» THE PROBLEM:
Reproduce every one of the following lines verbatim, keeping their original order.

» DATASET ROWS:
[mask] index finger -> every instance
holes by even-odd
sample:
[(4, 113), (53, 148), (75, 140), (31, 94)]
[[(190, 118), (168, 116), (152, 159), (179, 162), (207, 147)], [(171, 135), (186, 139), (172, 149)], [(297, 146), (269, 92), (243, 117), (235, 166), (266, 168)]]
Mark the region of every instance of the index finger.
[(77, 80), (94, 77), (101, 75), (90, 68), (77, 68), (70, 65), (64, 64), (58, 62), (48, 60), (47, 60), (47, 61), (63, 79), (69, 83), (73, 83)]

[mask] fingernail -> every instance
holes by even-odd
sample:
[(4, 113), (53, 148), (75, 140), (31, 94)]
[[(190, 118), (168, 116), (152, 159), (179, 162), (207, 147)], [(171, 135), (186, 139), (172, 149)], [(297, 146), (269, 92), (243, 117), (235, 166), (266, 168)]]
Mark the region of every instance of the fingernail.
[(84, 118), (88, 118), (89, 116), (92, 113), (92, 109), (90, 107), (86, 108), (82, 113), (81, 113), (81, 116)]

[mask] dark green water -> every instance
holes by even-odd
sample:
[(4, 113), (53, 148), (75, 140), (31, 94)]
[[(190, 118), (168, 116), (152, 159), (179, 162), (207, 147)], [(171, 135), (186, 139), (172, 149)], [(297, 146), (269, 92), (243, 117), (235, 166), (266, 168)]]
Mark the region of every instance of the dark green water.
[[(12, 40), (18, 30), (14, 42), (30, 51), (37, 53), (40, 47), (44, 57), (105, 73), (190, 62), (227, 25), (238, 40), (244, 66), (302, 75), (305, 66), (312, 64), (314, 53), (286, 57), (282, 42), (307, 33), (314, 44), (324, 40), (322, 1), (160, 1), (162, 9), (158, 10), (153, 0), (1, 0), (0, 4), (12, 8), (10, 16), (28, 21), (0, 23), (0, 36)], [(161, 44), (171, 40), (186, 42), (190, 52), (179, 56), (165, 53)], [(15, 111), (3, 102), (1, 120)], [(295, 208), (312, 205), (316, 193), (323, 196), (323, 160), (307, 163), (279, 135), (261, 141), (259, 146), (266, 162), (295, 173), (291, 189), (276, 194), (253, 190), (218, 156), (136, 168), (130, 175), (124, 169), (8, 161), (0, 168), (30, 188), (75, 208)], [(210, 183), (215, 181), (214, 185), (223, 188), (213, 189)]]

» SOLVED PROBLEM:
[mask] index finger -> every instance
holes by even-odd
sample:
[(4, 113), (53, 148), (75, 140), (31, 94)]
[[(190, 118), (168, 116), (152, 159), (179, 162), (207, 147)], [(171, 135), (186, 139), (172, 149)], [(297, 146), (269, 92), (243, 117), (235, 166), (266, 168)]]
Mark the region of every instance of the index finger.
[(77, 80), (94, 77), (101, 75), (90, 68), (77, 68), (70, 65), (64, 64), (58, 62), (48, 60), (47, 60), (47, 61), (63, 79), (69, 83), (73, 83)]

[mask] fingernail -> every instance
holes by even-odd
sample:
[(4, 113), (53, 148), (75, 140), (31, 94)]
[[(190, 118), (168, 116), (152, 159), (179, 162), (207, 147)], [(171, 135), (186, 139), (172, 149)], [(297, 146), (269, 92), (243, 117), (235, 166), (266, 168)]]
Mark the region of every instance of the fingernail.
[(84, 118), (88, 118), (89, 116), (92, 113), (92, 109), (90, 107), (86, 108), (82, 113), (81, 113), (81, 116)]

[mask] dark green water -> every instance
holes by even-odd
sample:
[(4, 113), (53, 148), (75, 140), (31, 94)]
[[(190, 118), (168, 116), (152, 159), (179, 162), (207, 147)], [(171, 135), (186, 139), (172, 149)], [(297, 146), (269, 92), (243, 117), (235, 166), (266, 168)]]
Mark the region of every instance of the dark green water.
[[(12, 40), (18, 30), (14, 42), (30, 51), (37, 53), (40, 47), (44, 57), (105, 73), (190, 62), (227, 25), (238, 40), (244, 66), (302, 75), (305, 66), (312, 64), (314, 53), (286, 57), (282, 42), (307, 33), (314, 44), (324, 40), (322, 1), (160, 1), (162, 9), (158, 10), (153, 0), (1, 0), (0, 4), (12, 8), (10, 16), (28, 21), (0, 23), (0, 36)], [(161, 44), (171, 40), (186, 42), (190, 52), (179, 56), (165, 53)], [(15, 111), (3, 102), (1, 120)], [(295, 208), (312, 205), (316, 193), (323, 196), (323, 160), (307, 163), (279, 135), (261, 141), (259, 146), (266, 162), (295, 173), (291, 189), (276, 194), (253, 190), (218, 156), (136, 168), (130, 175), (124, 169), (8, 161), (0, 168), (30, 188), (75, 208)], [(210, 183), (215, 181), (214, 185), (223, 188), (213, 189)]]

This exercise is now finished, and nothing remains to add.